*** GIVEN PASSAGE Section Begins ***

Wednesday, March 11, 2020

Animal Mutilations: Disturbing Cases from the U.K.

Now and again I’m asked about the issue of “cattle mutilations”/”animal mutilations” in the U.K. Well, yes there are such things in the U.K. I should stress, though, that when I’m asked about these grisly and undeniably disturbing phenomena, people are usually talking about the theory that aliens are the culprits. The truth, though, is that most mutilations in the U.K. are undertaken by sick people who should be behind bars. That said, there are some genuinely weird cases. On April 11, 1977, no less than fifteen wild ponies were found dead at Cherry Brook Valley, Dartmoor, Devonshire, England, by a Tavistock storekeeper named Alan Hicks, who had been crossing the wild and desolate moors with his children. It was not until mid-July, however, that the media began reporting on the incident in-depth. Newspaper articles in my possession demonstrate that the story traveled as far as South Africa; however, consider the following story, extracted from the U.K.’s Western Morning News of July 13, 1977:

“Fears that the mystery deaths of fifteen ponies near a Dartmoor beauty spot were caused by visitors from space were being probed by a Torbay team yesterday. Armed with a Geiger counter, metal detectors and face masks, four men are investigating what leading animal authorities admit seems a ‘totally abnormal happening,’ and are hoping their equipment will throw a new light on the three month old mystery. While other investigators have looked for signs of malnutrition, disease or poisoning – or even gunshot wounds – the four men are seeking proof that extra-terrestrials were responsible for the deaths.”

The trail went icy cold until pretty much 1991 when a great mate of mine, Jonathan Downes, a prolific author, journalist, investigator, and the director of the Center for Fortean Zoology, began to probe the case. Jon – who was living in Devonshire at the time, and who still resides there to this very day – succeeded in tracking down a number of those people that had been quoted by the newspapers some fourteen years previously. Curiously, Jon detected a very distinct reluctance to talk, even after almost a decade and a half. Even more bizarre, one of those same individuals, who strictly adhered to a non-paranormal explanation for the pony deaths, complained to a research colleague of Jon’s acquaintance for constantly pestering her day and night by phone, when, in actuality, the only contact had been one, solitary telephone call. It was a mystery never solved.

*** GIVEN PASSAGE Section Ends ***

◆ REQUIRED ACTION 1 ◆
In the passage on the Dartmoor pony deaths, rewrite the text from "The trail went" up to and including "mystery never solved.", swapping "pestering" for "bothering".
◆ REQUIRED ACTION 2 ◆
According to the passage on animal mutilations in the U.K., who found the fifteen dead ponies at Cherry Brook Valley on April 11, 1977?
◆ REQUIRED ACTION 3 ◆
Write what comes next in the article about animal mutilations in the U.K., picking up after its final sentence.

*** STORED DATA Section Begins ***

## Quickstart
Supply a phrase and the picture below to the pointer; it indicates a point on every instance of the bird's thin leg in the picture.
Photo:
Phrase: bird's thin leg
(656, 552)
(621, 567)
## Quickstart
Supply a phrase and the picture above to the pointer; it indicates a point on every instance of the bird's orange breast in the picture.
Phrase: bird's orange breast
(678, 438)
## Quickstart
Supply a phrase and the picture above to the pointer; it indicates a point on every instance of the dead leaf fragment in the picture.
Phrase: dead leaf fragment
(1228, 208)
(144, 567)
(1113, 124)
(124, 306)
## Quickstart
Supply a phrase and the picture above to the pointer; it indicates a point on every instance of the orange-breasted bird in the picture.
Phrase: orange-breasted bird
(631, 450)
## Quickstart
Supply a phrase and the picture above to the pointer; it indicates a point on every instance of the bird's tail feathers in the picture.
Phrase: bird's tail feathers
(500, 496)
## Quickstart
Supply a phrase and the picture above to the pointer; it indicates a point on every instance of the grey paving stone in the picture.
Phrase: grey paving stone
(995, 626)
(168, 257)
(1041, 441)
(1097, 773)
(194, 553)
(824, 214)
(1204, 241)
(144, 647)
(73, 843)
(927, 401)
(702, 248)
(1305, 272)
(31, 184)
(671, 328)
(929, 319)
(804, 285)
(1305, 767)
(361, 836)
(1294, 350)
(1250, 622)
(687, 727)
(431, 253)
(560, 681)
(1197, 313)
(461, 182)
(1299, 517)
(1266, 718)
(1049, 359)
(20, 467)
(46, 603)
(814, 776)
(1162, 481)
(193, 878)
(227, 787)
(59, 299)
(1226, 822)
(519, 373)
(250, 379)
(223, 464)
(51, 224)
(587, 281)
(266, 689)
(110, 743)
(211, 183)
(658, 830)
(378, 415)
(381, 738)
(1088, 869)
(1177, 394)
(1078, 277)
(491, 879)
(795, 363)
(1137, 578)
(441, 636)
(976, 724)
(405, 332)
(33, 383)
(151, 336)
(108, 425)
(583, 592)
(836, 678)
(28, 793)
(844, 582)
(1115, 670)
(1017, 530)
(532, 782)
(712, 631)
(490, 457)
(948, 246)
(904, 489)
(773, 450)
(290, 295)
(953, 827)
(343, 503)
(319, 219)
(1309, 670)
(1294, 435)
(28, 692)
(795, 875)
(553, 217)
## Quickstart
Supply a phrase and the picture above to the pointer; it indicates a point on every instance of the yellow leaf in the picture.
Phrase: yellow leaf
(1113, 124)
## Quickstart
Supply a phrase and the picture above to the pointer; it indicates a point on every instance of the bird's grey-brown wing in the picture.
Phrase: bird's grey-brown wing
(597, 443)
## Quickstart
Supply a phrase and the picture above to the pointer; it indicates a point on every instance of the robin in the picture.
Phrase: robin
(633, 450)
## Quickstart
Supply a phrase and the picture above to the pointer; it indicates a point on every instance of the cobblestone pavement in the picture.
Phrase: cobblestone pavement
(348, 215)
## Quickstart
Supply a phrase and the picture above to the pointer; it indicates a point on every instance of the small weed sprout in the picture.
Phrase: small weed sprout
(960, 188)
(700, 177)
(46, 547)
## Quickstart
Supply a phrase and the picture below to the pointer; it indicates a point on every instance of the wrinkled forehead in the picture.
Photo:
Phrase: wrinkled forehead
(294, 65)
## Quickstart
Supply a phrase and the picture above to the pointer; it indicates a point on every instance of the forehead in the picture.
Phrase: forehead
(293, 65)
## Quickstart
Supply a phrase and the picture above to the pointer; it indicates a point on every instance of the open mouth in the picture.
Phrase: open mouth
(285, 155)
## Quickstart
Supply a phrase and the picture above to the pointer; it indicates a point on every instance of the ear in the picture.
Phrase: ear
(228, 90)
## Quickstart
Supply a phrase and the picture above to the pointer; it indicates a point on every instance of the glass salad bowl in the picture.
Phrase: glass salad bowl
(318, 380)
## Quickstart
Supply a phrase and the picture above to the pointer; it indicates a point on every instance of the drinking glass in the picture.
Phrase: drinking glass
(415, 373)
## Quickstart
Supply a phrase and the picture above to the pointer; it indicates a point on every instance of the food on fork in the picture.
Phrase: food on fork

*** STORED DATA Section Ends ***

◆ REPLY 1 ◆
The trail went icy cold until pretty much 1991 when a great mate of mine, Jonathan Downes, a prolific author, journalist, investigator, and the director of the Center for Fortean Zoology, began to probe the case. Jon – who was living in Devonshire at the time, and who still resides there to this very day – succeeded in tracking down a number of those people that had been quoted by the newspapers some fourteen years previously. Curiously, Jon detected a very distinct reluctance to talk, even after almost a decade and a half. Even more bizarre, one of those same individuals, who strictly adhered to a non-paranormal explanation for the pony deaths, complained to a research colleague of Jon’s acquaintance for constantly bothering her day and night by phone, when, in actuality, the only contact had been one, solitary telephone call. It was a mystery never solved.

◆ REPLY 2 ◆
A Tavistock storekeeper named Alan Hicks found them.

◆ REPLY 3 ◆
On the afternoon of a spring day in 1992, Jon Downes was deep in conversation with a police officer from Middlemoor Police Station in the English city of Exeter. The subject of the conversation was the so-called “big cat” sightings (such as the notorious Beast of Bodmin, Beast of Dartmoor, and Beast of Exmoor) that have been reported throughout the British counties of Devon and Cornwall for decades. Was Jon aware, the officer inquired, that there had occurred at nearby Newquay Zoo in the late 1970s a series of grisly mutilations of animals under extremely strange circumstances? Jon replied that, no, he was not.

Fortunately, however, the officer was able to put Jon in touch with the one man in a position to discuss the facts: the head keeper at the zoo at the time in question. And here’s where things began to get distinctly odd. Jon wasted no time in tracking the man down. Elderly and in failing health, he confirmed to Jon the basics of the story: very strange deaths had occurred at the zoo, and wallabies, swans and geese had been beheaded. But more significantly, their corpses had been totally drained of blood. Another strange saga remained unsolved.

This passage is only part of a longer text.